Task set
1. Print the passage of the Starbucks store-closure article between "The shift to digitization" and "director at Starbucks.", inclusive.
2. According to the Starbucks store-closure article, how many Starbucks Rewards members does the company have?
3. List every person named in the Starbucks store-closure article.

Starbucks turns to drive-thru and pick-ups; shutters 400 stores in US and Canada

Shift in focus to digital over human-led transactions is being accelerated in part due to the changes brought about by Covid-19, reports Liz Cooley

Coffee giant Starbucks has announced plans to close 400 of its stores across the US and Canada, in favour of convenience-led formats that offer drive-thru and curbside pick-up.

Supported by the Starbucks App, customers at the new Starbucks Pickup locations will be able to order and pay ahead, benefiting and adding to the company’s 19.4 million Starbucks Rewards members.

The company says this shift in focus to digital rather than human-led transactions is being accelerated in part due to the changes brought about by Covid-19, as well as to meet the already evolving customer needs of convenience, connection and personalization.

“Starbucks stores have always been known as the ‘third place’, a welcoming place outside of our home and work where we connect over a cup of coffee,” said Kevin Johnson, CEO of Starbucks. “As we navigate through the Covid-19 crisis, we are accelerating our store transformation plans to address the realities of the current situation, while still providing a safe, familiar and convenient experience for our customers.”

The shift to digitization

Prior to the Covid-19 crisis, Starbucks says that approximately 80% of its US transactions were on-the-go. This indicates that, while the pandemic has no doubt disrupted customer behavior, the desire for these on-the-go options is not a new trend.

“We can be assured that this is a financially-driven decision and one that likely was in strong consideration before Covid-19 as they studied the sales reports. None of us knows what consumer behaviors will fall out of this coronavirus situation; but making some moves to an altered way of being is likely critical to survival,” says Karen Malody FCSI, principal of Culinary Options In Portland – and formerly the food and beverage director at Starbucks.

“That said, I hope this shift to digitization is not too knee-jerk in response to the times we see today versus what human behavior will return to, or morph into, within a year’s time.”

Data shown

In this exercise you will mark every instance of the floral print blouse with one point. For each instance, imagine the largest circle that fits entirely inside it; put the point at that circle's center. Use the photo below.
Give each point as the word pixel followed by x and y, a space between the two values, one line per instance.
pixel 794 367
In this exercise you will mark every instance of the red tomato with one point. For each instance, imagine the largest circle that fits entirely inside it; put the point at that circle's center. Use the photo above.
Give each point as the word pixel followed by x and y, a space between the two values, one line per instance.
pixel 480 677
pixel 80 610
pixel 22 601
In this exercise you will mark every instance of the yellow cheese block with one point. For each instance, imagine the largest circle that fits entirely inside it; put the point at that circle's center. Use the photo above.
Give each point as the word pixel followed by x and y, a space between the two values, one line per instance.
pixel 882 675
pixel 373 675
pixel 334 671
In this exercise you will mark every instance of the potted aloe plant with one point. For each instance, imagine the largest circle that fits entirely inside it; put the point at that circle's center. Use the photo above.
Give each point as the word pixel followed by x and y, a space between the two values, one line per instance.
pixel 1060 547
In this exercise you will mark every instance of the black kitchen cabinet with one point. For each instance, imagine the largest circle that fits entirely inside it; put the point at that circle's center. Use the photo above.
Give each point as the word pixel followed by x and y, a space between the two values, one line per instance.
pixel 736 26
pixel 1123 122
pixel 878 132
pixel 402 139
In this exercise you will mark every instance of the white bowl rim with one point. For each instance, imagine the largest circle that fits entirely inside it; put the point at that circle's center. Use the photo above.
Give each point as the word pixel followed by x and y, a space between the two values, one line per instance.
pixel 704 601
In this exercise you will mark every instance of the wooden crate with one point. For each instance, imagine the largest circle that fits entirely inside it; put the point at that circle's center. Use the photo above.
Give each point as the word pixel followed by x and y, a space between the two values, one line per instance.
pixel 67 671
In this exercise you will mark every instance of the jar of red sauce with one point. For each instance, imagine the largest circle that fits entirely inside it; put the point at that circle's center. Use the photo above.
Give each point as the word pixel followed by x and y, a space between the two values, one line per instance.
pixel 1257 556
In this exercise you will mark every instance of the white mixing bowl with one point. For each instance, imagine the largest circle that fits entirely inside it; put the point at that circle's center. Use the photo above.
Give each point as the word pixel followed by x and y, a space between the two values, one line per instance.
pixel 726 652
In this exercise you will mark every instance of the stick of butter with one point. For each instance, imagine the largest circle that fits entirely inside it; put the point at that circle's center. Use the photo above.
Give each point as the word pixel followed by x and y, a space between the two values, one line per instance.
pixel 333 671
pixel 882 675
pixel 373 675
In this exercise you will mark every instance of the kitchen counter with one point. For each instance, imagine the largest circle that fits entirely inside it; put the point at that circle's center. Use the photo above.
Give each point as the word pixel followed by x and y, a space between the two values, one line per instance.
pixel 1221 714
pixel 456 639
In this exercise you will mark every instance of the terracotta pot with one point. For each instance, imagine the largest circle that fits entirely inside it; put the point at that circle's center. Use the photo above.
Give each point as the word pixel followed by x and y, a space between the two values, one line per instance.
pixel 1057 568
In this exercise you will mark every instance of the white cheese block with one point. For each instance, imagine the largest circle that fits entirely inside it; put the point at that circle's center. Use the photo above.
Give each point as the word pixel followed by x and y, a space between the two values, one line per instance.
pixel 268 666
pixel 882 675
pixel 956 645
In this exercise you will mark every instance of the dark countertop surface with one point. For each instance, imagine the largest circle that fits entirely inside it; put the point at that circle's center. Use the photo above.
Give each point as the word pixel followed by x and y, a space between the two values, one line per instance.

Task-by-task outputs
1.
The shift to digitization

Prior to the Covid-19 crisis, Starbucks says that approximately 80% of its US transactions were on-the-go. This indicates that, while the pandemic has no doubt disrupted customer behavior, the desire for these on-the-go options is not a new trend.

“We can be assured that this is a financially-driven decision and one that likely was in strong consideration before Covid-19 as they studied the sales reports. None of us knows what consumer behaviors will fall out of this coronavirus situation; but making some moves to an altered way of being is likely critical to survival,” says Karen Malody FCSI, principal of Culinary Options In Portland – and formerly the food and beverage director at Starbucks.

2. 19.4 million

3.
Liz Cooley
Kevin Johnson
Karen Malody